■ Your goal: Exact copies of all the entries are required.

[Data records]

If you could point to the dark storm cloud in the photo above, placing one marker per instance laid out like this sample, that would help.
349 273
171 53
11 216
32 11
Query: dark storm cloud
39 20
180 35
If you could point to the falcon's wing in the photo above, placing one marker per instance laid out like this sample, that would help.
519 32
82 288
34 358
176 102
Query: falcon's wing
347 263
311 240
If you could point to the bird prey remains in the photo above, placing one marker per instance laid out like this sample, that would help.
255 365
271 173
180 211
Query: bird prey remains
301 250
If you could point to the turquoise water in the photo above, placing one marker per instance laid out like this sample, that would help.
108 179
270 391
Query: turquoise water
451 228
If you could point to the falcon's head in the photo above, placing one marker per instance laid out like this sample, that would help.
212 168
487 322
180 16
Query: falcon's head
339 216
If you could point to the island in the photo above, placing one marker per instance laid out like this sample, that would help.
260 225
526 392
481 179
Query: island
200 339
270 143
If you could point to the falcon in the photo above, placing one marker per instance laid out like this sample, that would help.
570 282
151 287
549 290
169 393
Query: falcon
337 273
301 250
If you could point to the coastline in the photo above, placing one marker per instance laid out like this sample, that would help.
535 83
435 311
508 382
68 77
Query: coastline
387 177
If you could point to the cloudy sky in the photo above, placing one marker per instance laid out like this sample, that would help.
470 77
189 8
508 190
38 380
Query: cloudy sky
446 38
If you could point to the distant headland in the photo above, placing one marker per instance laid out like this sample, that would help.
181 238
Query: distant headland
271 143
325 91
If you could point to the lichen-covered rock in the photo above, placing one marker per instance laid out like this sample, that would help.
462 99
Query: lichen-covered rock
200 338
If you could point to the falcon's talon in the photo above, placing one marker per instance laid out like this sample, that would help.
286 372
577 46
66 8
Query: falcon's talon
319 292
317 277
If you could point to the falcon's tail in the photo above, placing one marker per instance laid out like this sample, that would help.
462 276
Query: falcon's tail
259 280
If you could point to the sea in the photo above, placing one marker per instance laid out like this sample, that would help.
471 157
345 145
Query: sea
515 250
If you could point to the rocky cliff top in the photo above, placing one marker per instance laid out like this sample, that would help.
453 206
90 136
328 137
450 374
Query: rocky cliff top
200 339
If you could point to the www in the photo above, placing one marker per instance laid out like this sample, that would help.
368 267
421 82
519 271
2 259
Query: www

■ Reply to the task:
If you could point to the dark storm cloud in the photo above, placing one marker per instance laid out like this sample, that would help.
349 273
171 53
11 216
32 11
Query: dark storm cloud
39 20
180 35
If you could point to the falcon's wing in the photo above, placing one marker per instance laid out like this sample, that would help.
519 32
82 288
34 358
176 102
Query: falcon's wing
347 263
311 240
If you could point to the bird prey remains in the photo above, placing one marker per instance laid out like this sample, that would help.
255 365
271 173
180 211
Query: bird prey remains
301 250
If you could point to the turquoise water in the photo above, placing one marker per instance laid out like this sample, that would help.
108 179
270 391
Query: turquoise water
451 228
If you could point to the falcon's head in the photo above, placing one marker per instance laid out like this sample, that would help.
212 168
487 322
180 16
Query: falcon's head
339 216
If you could point to the island in the photo above, placing one marker per instance laid out like this sample, that would help.
260 225
526 392
481 179
Query: island
200 339
270 143
If you could point to the falcon in the photo above, placing one marker per instance laid out like this sample, that would help.
570 282
151 287
549 290
169 393
Query: falcon
337 273
301 250
If you could point to the coastline in the photo above, placing one marker per instance laid out like this sample, that would help.
535 83
435 311
508 382
68 77
Query: coastline
387 177
If you could point to the cloudy sky in the photo above, placing one marker per instance laid out like this sample, that would help.
470 77
189 8
508 190
38 380
Query: cloudy sky
446 38
If you could point to the distant headland in the photo above, placing one marker per instance laid out like this sample, that would help.
181 238
Query: distant headland
271 143
325 91
If you could point to the lichen-covered rock in the photo above, placing one marker per instance laid out like this sample, that would help.
462 99
Query: lichen-covered rock
200 338
If you could point to the falcon's talon in the photo above, placing one marker per instance laid out like this sample, that would help.
286 372
577 46
66 8
Query: falcon's talon
319 292
317 277
If you could point to the falcon's tail in the photo above, placing one marker per instance laid out like this sample, that would help.
462 276
Query: falcon's tail
259 280
If you could point to the sea in the photo above, placing one marker per instance laid out like this sample, that would help.
471 157
345 145
Query: sea
515 250
If you could point to the rocky cliff top in the photo above, placing one marker per instance laid out like this sample, that would help.
453 206
90 136
328 137
450 374
Query: rocky cliff top
200 339
If you could point to the www in the photo above, placing one marker per instance laid out like this sample, that would help.
368 267
421 82
519 271
2 259
Query: www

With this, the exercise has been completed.